::: RECORDS FOR THIS TASK

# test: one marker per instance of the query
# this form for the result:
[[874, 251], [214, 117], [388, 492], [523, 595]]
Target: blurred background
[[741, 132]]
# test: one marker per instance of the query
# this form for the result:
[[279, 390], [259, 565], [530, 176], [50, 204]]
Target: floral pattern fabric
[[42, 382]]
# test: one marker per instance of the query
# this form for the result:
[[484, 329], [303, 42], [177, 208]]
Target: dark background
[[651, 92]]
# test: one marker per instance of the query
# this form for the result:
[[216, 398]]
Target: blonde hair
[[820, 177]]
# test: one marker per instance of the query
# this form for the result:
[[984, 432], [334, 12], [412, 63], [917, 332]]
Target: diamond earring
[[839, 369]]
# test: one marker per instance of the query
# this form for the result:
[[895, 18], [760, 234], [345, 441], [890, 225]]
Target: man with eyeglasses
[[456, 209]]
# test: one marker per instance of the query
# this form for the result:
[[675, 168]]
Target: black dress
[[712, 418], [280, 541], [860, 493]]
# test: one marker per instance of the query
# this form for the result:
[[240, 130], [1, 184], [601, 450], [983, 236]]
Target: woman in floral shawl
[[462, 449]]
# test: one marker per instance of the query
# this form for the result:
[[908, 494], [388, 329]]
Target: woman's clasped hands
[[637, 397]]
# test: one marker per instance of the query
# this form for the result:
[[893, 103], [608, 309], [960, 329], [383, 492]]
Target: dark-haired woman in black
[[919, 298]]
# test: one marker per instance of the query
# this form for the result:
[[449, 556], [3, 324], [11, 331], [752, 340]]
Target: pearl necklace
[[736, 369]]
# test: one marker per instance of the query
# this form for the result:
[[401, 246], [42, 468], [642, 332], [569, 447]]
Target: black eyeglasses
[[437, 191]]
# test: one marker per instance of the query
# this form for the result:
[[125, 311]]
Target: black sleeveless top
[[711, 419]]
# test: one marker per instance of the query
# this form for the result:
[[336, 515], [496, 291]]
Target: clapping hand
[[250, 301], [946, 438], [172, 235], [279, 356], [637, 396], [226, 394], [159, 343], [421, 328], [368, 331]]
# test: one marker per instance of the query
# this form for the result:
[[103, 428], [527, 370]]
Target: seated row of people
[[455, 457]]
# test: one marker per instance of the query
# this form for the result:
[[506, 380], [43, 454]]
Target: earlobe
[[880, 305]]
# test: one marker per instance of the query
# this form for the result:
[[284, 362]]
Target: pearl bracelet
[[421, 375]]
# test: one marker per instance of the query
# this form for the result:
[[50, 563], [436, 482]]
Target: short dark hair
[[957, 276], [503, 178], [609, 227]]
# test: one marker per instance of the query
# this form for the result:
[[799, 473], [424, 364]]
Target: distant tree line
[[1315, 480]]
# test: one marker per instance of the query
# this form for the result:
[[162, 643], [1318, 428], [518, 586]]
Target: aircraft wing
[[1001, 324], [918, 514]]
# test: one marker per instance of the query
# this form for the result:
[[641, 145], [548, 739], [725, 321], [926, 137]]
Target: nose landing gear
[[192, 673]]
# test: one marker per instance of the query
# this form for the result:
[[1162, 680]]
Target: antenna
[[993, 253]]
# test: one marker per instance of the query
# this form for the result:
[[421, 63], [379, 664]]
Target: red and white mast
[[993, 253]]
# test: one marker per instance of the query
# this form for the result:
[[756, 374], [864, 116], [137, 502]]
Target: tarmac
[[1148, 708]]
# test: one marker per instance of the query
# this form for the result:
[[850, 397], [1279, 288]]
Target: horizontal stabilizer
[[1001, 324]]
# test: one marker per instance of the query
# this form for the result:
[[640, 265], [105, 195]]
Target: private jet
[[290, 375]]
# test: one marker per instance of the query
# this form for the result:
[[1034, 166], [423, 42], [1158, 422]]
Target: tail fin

::::::

REQUIREMENTS
Put every line of the material above into a numbered list, leaving out blank lines.

RESULT BELOW
1. # test: one marker per instance of the query
2. # this form for the result:
3. [[874, 251], [214, 117], [388, 492], [523, 595]]
4. Target: blurred background
5. [[741, 132]]
6. # test: one marker per instance of the query
7. # this form for the result:
8. [[279, 390], [259, 565], [530, 176], [50, 204]]
9. Target: floral pattern fabric
10. [[42, 382]]
11. # test: one marker per instance of the query
12. # this form for the result:
13. [[484, 329], [303, 42], [177, 208]]
14. Target: dark background
15. [[651, 92]]
16. # test: one marker per instance of the query
17. # this form for the result:
18. [[216, 398]]
19. Target: blonde hair
20. [[820, 177]]
21. # test: one marker per instance of the query
22. # this form for the result:
23. [[984, 432], [334, 12], [412, 63], [917, 332]]
24. Target: diamond earring
25. [[839, 369]]
26. # test: one marker per instance of the query
27. # this form for the result:
28. [[895, 18], [760, 234], [345, 441], [890, 225]]
29. Target: man with eyeglasses
30. [[456, 209]]
31. # test: one marker per instance of the query
32. # this form for the result:
33. [[675, 168]]
34. Target: black dress
35. [[712, 418], [280, 541], [860, 493]]
36. # test: one marker per instance of the query
37. # this form for the result:
38. [[240, 130], [1, 184], [601, 450], [983, 236]]
39. Target: woman in floral shawl
40. [[462, 449]]
41. # test: one marker per instance of the query
42. # this form for the result:
43. [[908, 494], [388, 329]]
44. Target: woman's clasped hands
45. [[637, 397]]
46. # test: one marker per instance of the query
47. # this form for the result:
48. [[893, 103], [608, 309], [960, 329], [383, 492]]
49. Target: dark-haired woman in black
50. [[919, 298]]
51. # test: one marker per instance of the query
52. # this form for the result:
53. [[449, 556], [3, 324], [11, 331], [752, 340]]
54. Target: pearl necklace
55. [[736, 369]]
56. # test: one marker per instance of the query
57. # this form for the result:
58. [[401, 246], [42, 468], [642, 332], [569, 447]]
59. Target: black eyeglasses
60. [[437, 191]]
61. # test: one marker per instance of the query
62. # this form for the result:
63. [[125, 311]]
64. Target: black sleeveless top
65. [[711, 419]]
66. # test: one marker per instance of the query
67. # this form for the result:
68. [[336, 515], [496, 291]]
69. Target: clapping hand
70. [[250, 301], [946, 438], [172, 235], [279, 356], [637, 396], [226, 394], [159, 343], [421, 328], [368, 331]]
71. # test: one marker per instance of the query
72. # this form for the result:
73. [[103, 428], [527, 370]]
74. Target: seated row of people
75. [[455, 457]]
76. # test: one marker per instance of the query
77. # this form for the result:
78. [[506, 380], [43, 454]]
79. Target: earlobe
80. [[880, 305]]
81. # test: one marker per instance of the query
82. # this form for the result:
83. [[284, 362]]
84. Target: pearl bracelet
85. [[421, 375]]
86. # test: one marker per instance of the query
87. # this form for the result:
88. [[50, 563], [436, 482]]
89. Target: short dark hair
90. [[957, 276], [503, 178], [609, 227]]
91. # test: one marker per instance of the query
92. # this form for the result:
93. [[799, 473], [424, 364]]
94. Target: distant tree line
95. [[1315, 480]]
96. # test: one marker per instance of the query
97. # this form for the result:
98. [[162, 643], [1318, 428], [518, 586]]
99. Target: aircraft wing
100. [[1001, 324], [918, 514]]
101. # test: one marker per instance of the query
102. # this form for the result:
103. [[641, 145], [548, 739], [725, 321], [926, 137]]
104. Target: nose landing gear
105. [[192, 673]]
106. # test: one marker per instance of the query
107. # this form for the result:
108. [[1162, 680]]
109. Target: antenna
110. [[993, 253]]
111. # test: one marker per instance of the query
112. # this form for the result:
113. [[421, 63], [379, 664]]
114. Target: red and white mast
115. [[993, 253]]
116. # test: one marker per instance of the query
117. # this form for the result:
118. [[756, 374], [864, 116], [137, 502]]
119. Target: tarmac
120. [[1148, 708]]
121. # test: one marker per instance of the query
122. # this form for the result:
123. [[850, 397], [1279, 288]]
124. Target: horizontal stabilizer
125. [[1001, 324]]
126. # test: one marker per instance of the query
127. # this form for the result:
128. [[640, 265], [105, 195]]
129. Target: private jet
130. [[290, 375]]
131. # test: one marker per instance of the query
132. # this form for the result:
133. [[1034, 166], [423, 42], [1158, 422]]
134. Target: tail fin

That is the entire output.